**WRITTEN TASK:**
Convert every line of the data below into a numbered list, one item per line, and omit any blank lines.

**DATA ENTRIES:**
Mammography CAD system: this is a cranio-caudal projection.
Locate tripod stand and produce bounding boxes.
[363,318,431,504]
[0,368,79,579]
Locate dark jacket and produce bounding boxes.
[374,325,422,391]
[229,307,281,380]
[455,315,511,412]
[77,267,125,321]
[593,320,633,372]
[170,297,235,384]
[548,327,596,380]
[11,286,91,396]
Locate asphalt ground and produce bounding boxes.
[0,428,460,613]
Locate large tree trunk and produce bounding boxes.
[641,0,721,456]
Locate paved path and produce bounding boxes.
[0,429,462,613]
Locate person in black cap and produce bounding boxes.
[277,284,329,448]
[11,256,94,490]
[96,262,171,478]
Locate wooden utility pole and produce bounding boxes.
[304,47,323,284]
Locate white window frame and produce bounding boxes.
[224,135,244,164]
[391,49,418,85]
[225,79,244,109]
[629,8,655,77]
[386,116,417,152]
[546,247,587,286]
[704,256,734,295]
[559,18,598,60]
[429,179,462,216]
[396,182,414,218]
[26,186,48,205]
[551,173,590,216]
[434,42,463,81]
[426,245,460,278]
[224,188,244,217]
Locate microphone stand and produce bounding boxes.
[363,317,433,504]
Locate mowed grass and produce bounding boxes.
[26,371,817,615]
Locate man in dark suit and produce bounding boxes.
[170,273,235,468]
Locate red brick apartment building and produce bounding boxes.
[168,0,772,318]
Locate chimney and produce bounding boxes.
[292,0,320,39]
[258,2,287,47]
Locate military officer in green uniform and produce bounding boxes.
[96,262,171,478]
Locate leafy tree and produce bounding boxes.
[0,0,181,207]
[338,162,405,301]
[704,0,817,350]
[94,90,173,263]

**EXERCISE SOLUTION:**
1. Mammography CAD system: this is a cranio-caudal projection.
2. Locate tripod stand and produce bounding boxes.
3. [363,318,431,504]
4. [0,368,79,579]
5. Locate dark jacket and produce bounding boxes.
6. [374,325,422,391]
7. [229,307,281,380]
8. [455,315,511,412]
9. [77,267,125,321]
10. [593,320,633,372]
11. [170,297,235,384]
12. [548,327,596,380]
13. [11,286,91,396]
14. Locate asphalt ground and produce bounding boxes.
15. [0,428,460,613]
16. Locate large tree trunk and produce bounding boxes.
17. [641,0,721,456]
18. Locate paved path and produce bounding boxes.
19. [0,429,462,613]
20. Locate person in black cap and produce bounding boxes.
21. [277,284,329,448]
22. [11,256,94,490]
23. [96,262,171,478]
24. Locate wooden utility pole and produce bounding boxes.
25. [304,47,323,284]
26. Locate white window frame and produce bounding boxes.
27. [224,135,244,164]
28. [391,49,418,85]
29. [225,79,244,109]
30. [629,8,655,77]
31. [386,116,417,152]
32. [546,247,587,286]
33. [704,256,734,295]
34. [559,18,598,60]
35. [429,179,462,216]
36. [396,182,414,218]
37. [26,186,48,205]
38. [551,173,590,216]
39. [434,42,463,81]
40. [426,245,460,278]
41. [224,188,244,217]
42. Locate microphone stand and produce bounding boxes.
43. [363,317,433,504]
44. Locate mowed grass and produce bounding boxes.
45. [26,371,817,615]
46. Locate man in dark suit and produce bounding boxes.
47. [170,273,235,468]
48. Locate red brick apartment building and produce bounding boxes.
49. [168,0,772,318]
50. Locate chimney and produce bounding boxes.
51. [292,0,320,39]
52. [258,2,287,47]
53. Locate military officer in green uniform and produce bounding boxes.
54. [96,262,171,478]
55. Locate leafy tree and produce bounding boxes.
56. [0,0,181,207]
57. [338,162,405,301]
58. [704,0,817,350]
59. [94,90,173,263]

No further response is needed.